Your answer is every line of the material below in which the string "prompts" occurs.

** Opening Data records block **

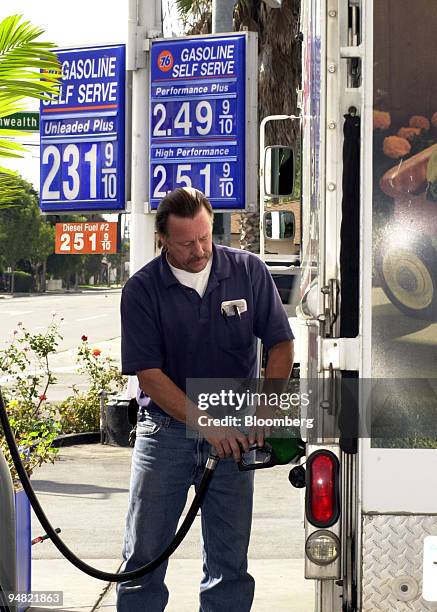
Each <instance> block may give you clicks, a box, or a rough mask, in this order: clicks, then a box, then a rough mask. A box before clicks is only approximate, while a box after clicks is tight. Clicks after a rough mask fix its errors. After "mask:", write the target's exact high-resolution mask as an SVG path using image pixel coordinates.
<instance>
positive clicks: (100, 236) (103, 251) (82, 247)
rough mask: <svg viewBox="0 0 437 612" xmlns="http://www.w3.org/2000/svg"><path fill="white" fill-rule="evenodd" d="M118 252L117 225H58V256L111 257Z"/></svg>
mask: <svg viewBox="0 0 437 612" xmlns="http://www.w3.org/2000/svg"><path fill="white" fill-rule="evenodd" d="M116 252H117V223H114V222H106V221H90V222H88V223H74V222H68V223H57V224H56V234H55V253H57V254H58V255H67V254H69V255H83V254H90V255H95V254H97V253H100V254H102V255H109V254H111V253H116Z"/></svg>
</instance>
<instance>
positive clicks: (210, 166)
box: [152, 162, 234, 200]
mask: <svg viewBox="0 0 437 612" xmlns="http://www.w3.org/2000/svg"><path fill="white" fill-rule="evenodd" d="M153 179H154V181H153V195H152V198H153V199H158V200H160V199H162V198H164V197H165V196H166V195H167V187H170V186H171V185H173V184H174V186H175V187H195V188H196V189H199V190H200V191H203V193H204V194H205V195H206V197H207V198H212V199H221V198H232V197H233V196H234V179H233V177H232V175H231V165H230V163H229V162H225V163H223V164H222V163H215V164H205V165H200V164H168V165H165V166H164V165H163V164H159V165H157V166H155V167H154V168H153ZM155 179H156V182H155ZM169 190H171V189H169Z"/></svg>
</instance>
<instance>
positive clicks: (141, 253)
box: [126, 0, 162, 275]
mask: <svg viewBox="0 0 437 612" xmlns="http://www.w3.org/2000/svg"><path fill="white" fill-rule="evenodd" d="M128 19H129V21H128V46H127V62H126V63H127V70H130V71H132V166H131V168H132V179H131V220H130V268H129V273H130V275H132V274H134V273H135V272H136V271H137V270H139V269H140V268H141V267H142V266H144V265H145V264H146V263H147V262H149V261H151V260H152V259H153V258H154V256H155V228H154V215H153V214H152V213H151V212H149V203H148V202H147V201H146V198H147V190H148V185H149V151H148V141H149V121H150V118H149V98H150V84H149V78H148V74H149V66H148V62H149V61H150V58H149V54H148V53H147V51H148V46H149V40H150V39H151V38H156V37H158V36H160V35H161V33H162V24H161V0H129V18H128ZM146 211H147V212H146Z"/></svg>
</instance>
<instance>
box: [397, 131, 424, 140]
mask: <svg viewBox="0 0 437 612" xmlns="http://www.w3.org/2000/svg"><path fill="white" fill-rule="evenodd" d="M397 135H398V136H399V137H400V138H406V139H407V140H408V142H411V141H412V140H414V138H415V137H416V136H419V135H420V128H401V129H400V130H398V133H397Z"/></svg>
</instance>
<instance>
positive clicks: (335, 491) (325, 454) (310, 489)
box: [306, 450, 340, 528]
mask: <svg viewBox="0 0 437 612" xmlns="http://www.w3.org/2000/svg"><path fill="white" fill-rule="evenodd" d="M338 475H339V461H338V459H337V457H336V456H335V455H334V453H331V451H328V450H318V451H316V452H315V453H312V455H310V457H309V458H308V461H307V494H306V515H307V519H308V521H309V522H310V523H311V524H312V525H314V526H315V527H322V528H326V527H331V525H333V524H334V523H336V522H337V520H338V517H339V514H340V503H339V490H338V489H339V485H338V477H339V476H338Z"/></svg>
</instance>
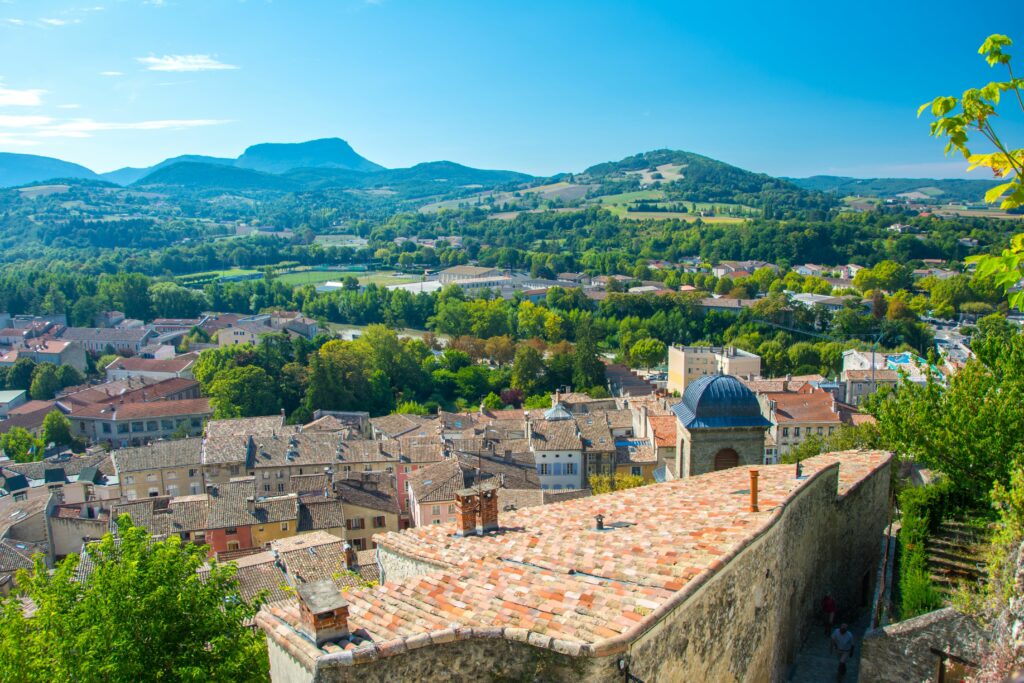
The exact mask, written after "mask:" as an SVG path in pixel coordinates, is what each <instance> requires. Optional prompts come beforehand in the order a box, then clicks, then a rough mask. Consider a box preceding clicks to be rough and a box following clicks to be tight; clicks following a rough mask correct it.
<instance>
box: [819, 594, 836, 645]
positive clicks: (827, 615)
mask: <svg viewBox="0 0 1024 683" xmlns="http://www.w3.org/2000/svg"><path fill="white" fill-rule="evenodd" d="M821 614H822V617H823V618H824V623H825V638H827V637H828V636H830V635H831V632H833V630H834V629H835V628H836V627H835V625H836V599H835V598H833V596H831V593H825V597H824V598H822V599H821Z"/></svg>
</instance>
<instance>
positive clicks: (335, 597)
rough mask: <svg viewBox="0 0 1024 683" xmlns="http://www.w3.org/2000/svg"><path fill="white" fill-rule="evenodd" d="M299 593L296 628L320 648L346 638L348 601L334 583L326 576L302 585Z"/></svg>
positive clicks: (300, 586)
mask: <svg viewBox="0 0 1024 683" xmlns="http://www.w3.org/2000/svg"><path fill="white" fill-rule="evenodd" d="M296 593H298V596H299V630H300V631H301V632H302V633H303V634H304V635H306V636H307V637H308V638H309V639H310V640H312V641H313V642H315V643H316V646H317V647H319V646H321V645H323V644H324V643H329V642H331V641H334V640H341V639H343V638H347V637H348V602H347V601H346V600H345V598H344V597H342V595H341V591H339V590H338V587H337V586H335V585H334V582H333V581H331V580H329V579H325V580H323V581H314V582H312V583H309V584H302V585H301V586H299V587H298V589H296Z"/></svg>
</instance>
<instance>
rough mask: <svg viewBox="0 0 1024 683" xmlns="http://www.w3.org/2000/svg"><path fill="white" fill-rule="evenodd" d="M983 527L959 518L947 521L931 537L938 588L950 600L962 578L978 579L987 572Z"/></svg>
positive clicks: (930, 554) (930, 550) (941, 525)
mask: <svg viewBox="0 0 1024 683" xmlns="http://www.w3.org/2000/svg"><path fill="white" fill-rule="evenodd" d="M985 541H986V538H985V533H984V531H982V530H981V529H979V528H977V527H976V526H972V525H970V524H965V523H964V522H958V521H944V522H942V525H941V526H940V527H939V529H938V530H937V531H936V532H935V533H933V535H932V536H931V537H929V539H928V568H929V573H930V574H931V577H932V582H933V583H934V584H935V587H936V589H938V591H939V592H940V593H942V595H943V597H944V598H946V599H947V600H948V599H949V598H950V596H951V595H952V594H953V593H954V592H955V591H956V589H957V588H958V587H959V585H961V583H962V582H969V583H978V582H979V581H981V580H982V579H983V578H984V575H985V566H984V556H983V554H982V551H983V547H984V544H985Z"/></svg>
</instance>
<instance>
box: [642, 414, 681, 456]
mask: <svg viewBox="0 0 1024 683" xmlns="http://www.w3.org/2000/svg"><path fill="white" fill-rule="evenodd" d="M647 421H648V422H650V428H651V431H652V432H654V433H653V436H654V445H656V446H657V447H659V449H671V447H674V446H675V445H676V422H677V418H676V416H674V415H650V416H648V417H647Z"/></svg>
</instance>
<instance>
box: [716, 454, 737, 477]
mask: <svg viewBox="0 0 1024 683" xmlns="http://www.w3.org/2000/svg"><path fill="white" fill-rule="evenodd" d="M738 465H739V454H737V453H736V452H735V451H733V450H732V449H722V450H721V451H719V452H718V453H716V454H715V471H716V472H717V471H719V470H727V469H729V468H730V467H737V466H738Z"/></svg>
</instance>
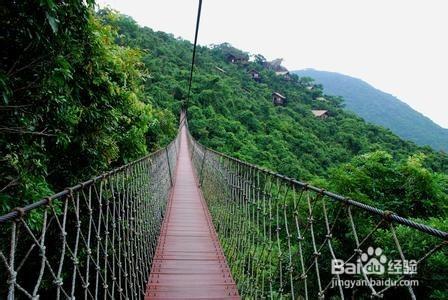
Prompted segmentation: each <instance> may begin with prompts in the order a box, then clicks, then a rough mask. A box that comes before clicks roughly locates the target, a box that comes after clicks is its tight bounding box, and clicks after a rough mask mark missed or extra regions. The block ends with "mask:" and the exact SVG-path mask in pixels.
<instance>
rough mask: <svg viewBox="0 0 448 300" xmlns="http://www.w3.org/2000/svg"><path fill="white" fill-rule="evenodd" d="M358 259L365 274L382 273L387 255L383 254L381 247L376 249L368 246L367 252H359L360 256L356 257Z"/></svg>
mask: <svg viewBox="0 0 448 300" xmlns="http://www.w3.org/2000/svg"><path fill="white" fill-rule="evenodd" d="M359 261H360V263H361V265H362V266H361V267H362V269H363V271H364V273H365V274H367V275H371V274H376V275H382V274H384V272H385V270H386V268H385V264H386V262H387V257H386V256H385V255H384V254H383V249H381V248H380V247H378V248H376V249H373V247H369V248H368V249H367V253H363V254H361V258H360V259H358V262H359Z"/></svg>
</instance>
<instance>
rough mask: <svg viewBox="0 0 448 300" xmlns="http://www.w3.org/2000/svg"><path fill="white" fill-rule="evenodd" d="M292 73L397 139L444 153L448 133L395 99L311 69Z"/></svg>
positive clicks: (366, 85) (374, 91)
mask: <svg viewBox="0 0 448 300" xmlns="http://www.w3.org/2000/svg"><path fill="white" fill-rule="evenodd" d="M293 73H295V74H297V75H299V76H306V77H311V78H313V79H314V80H315V81H316V82H317V83H319V84H322V85H323V88H324V92H325V93H326V94H329V95H333V96H342V97H343V98H344V99H345V106H346V108H347V109H348V110H350V111H353V112H354V113H356V114H358V115H359V116H361V117H362V118H364V119H365V120H366V121H368V122H371V123H374V124H377V125H381V126H384V127H386V128H389V129H390V130H391V131H392V132H394V133H395V134H397V135H399V136H400V137H402V138H405V139H408V140H410V141H413V142H415V143H416V144H418V145H422V146H423V145H428V146H431V147H432V148H434V149H436V150H443V151H445V152H448V129H445V128H442V127H440V126H439V125H437V124H436V123H434V122H433V121H432V120H431V119H429V118H428V117H426V116H424V115H423V114H421V113H419V112H417V111H415V110H414V109H412V108H411V107H410V106H409V105H407V104H406V103H404V102H402V101H401V100H399V99H398V98H396V97H394V96H392V95H390V94H388V93H385V92H383V91H380V90H378V89H376V88H374V87H373V86H371V85H370V84H368V83H366V82H364V81H362V80H361V79H358V78H354V77H350V76H347V75H343V74H339V73H335V72H327V71H318V70H314V69H304V70H299V71H294V72H293Z"/></svg>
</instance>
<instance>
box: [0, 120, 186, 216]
mask: <svg viewBox="0 0 448 300" xmlns="http://www.w3.org/2000/svg"><path fill="white" fill-rule="evenodd" d="M180 129H181V127H180V128H179V131H178V132H180ZM175 142H176V139H174V140H173V141H171V142H170V143H169V144H168V145H167V146H166V147H163V148H161V149H158V150H156V151H153V152H151V153H149V154H147V155H145V156H143V157H141V158H138V159H136V160H134V161H132V162H129V163H127V164H125V165H122V166H120V167H116V168H114V169H112V170H110V171H107V172H104V173H102V174H100V175H98V176H95V177H93V178H91V179H89V180H86V181H84V182H81V183H78V184H76V185H74V186H71V187H69V188H66V189H64V190H62V191H60V192H58V193H55V194H53V195H51V196H47V197H45V198H42V199H40V200H38V201H36V202H33V203H31V204H28V205H26V206H24V207H16V208H14V209H13V210H12V211H10V212H9V213H7V214H5V215H3V216H0V224H1V223H4V222H7V221H10V220H13V219H15V218H17V217H20V216H22V215H24V214H25V213H27V212H29V211H31V210H33V209H36V208H39V207H42V206H45V205H48V204H49V203H50V202H51V201H53V200H57V199H60V198H63V197H65V196H67V195H68V194H69V193H70V191H72V192H77V191H79V190H81V189H82V188H84V187H88V186H90V185H92V184H94V183H95V182H97V181H98V180H100V179H105V178H107V177H110V176H112V175H114V174H116V173H118V172H121V171H123V170H126V169H128V168H130V167H132V166H134V165H136V164H138V163H139V162H142V161H145V160H148V159H151V157H153V156H155V155H157V154H159V153H160V152H162V151H165V149H167V148H169V147H170V146H171V145H172V144H174V143H175Z"/></svg>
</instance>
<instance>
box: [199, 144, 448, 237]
mask: <svg viewBox="0 0 448 300" xmlns="http://www.w3.org/2000/svg"><path fill="white" fill-rule="evenodd" d="M195 142H196V143H197V144H198V145H200V146H201V147H203V148H204V149H207V151H210V152H213V153H215V154H217V155H219V156H221V157H224V158H227V159H229V160H232V161H234V162H236V163H239V164H242V165H244V166H246V167H249V168H254V169H256V170H258V171H261V172H263V173H266V174H269V175H272V176H275V177H277V178H279V179H281V180H284V181H287V182H290V183H291V184H294V185H296V186H298V187H300V188H303V189H308V190H311V191H314V192H317V193H321V194H323V195H325V196H328V197H330V198H331V199H333V200H336V201H340V202H343V203H345V204H348V205H351V206H356V207H358V208H361V209H363V210H365V211H367V212H370V213H373V214H376V215H378V216H382V217H385V218H387V219H388V220H391V221H394V222H396V223H399V224H402V225H406V226H409V227H412V228H415V229H417V230H420V231H422V232H425V233H428V234H431V235H433V236H436V237H439V238H442V239H445V240H448V232H446V231H442V230H439V229H436V228H433V227H431V226H428V225H425V224H422V223H417V222H415V221H412V220H409V219H407V218H404V217H401V216H399V215H397V214H395V213H393V212H390V211H387V210H381V209H379V208H376V207H373V206H370V205H368V204H364V203H362V202H360V201H357V200H353V199H349V198H347V197H344V196H341V195H338V194H336V193H333V192H329V191H326V190H324V189H321V188H318V187H315V186H313V185H310V184H308V183H306V182H302V181H299V180H297V179H294V178H290V177H288V176H285V175H282V174H279V173H275V172H273V171H271V170H268V169H266V168H263V167H260V166H257V165H254V164H251V163H249V162H246V161H243V160H240V159H238V158H235V157H232V156H230V155H227V154H225V153H222V152H219V151H216V150H213V149H211V148H208V147H206V146H204V145H202V144H201V143H199V142H198V141H196V140H195Z"/></svg>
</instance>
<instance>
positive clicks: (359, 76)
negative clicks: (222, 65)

** Closing Data records block **

> _Answer for the task_:
The exact mask, written after "mask:" as an SVG path in pixel coordinates, is what each <instance> requires. Optional prompts come beforehand in the order a box, then clicks, then a rough mask. Consider a box preceding clicks to be rough and a box following clicks to be tight; clicks following a rough mask correct it.
Prompted segmentation: each <instance> may begin with prompts in the order a box, then clicks, then a rough mask. A box that comes before clicks roughly locates the target, a box that comes after clicks is its tight bounding box, and clicks after a rough mask mark missed or extra regions. The block ends with "mask:" and the exact SVG-path mask in pixels.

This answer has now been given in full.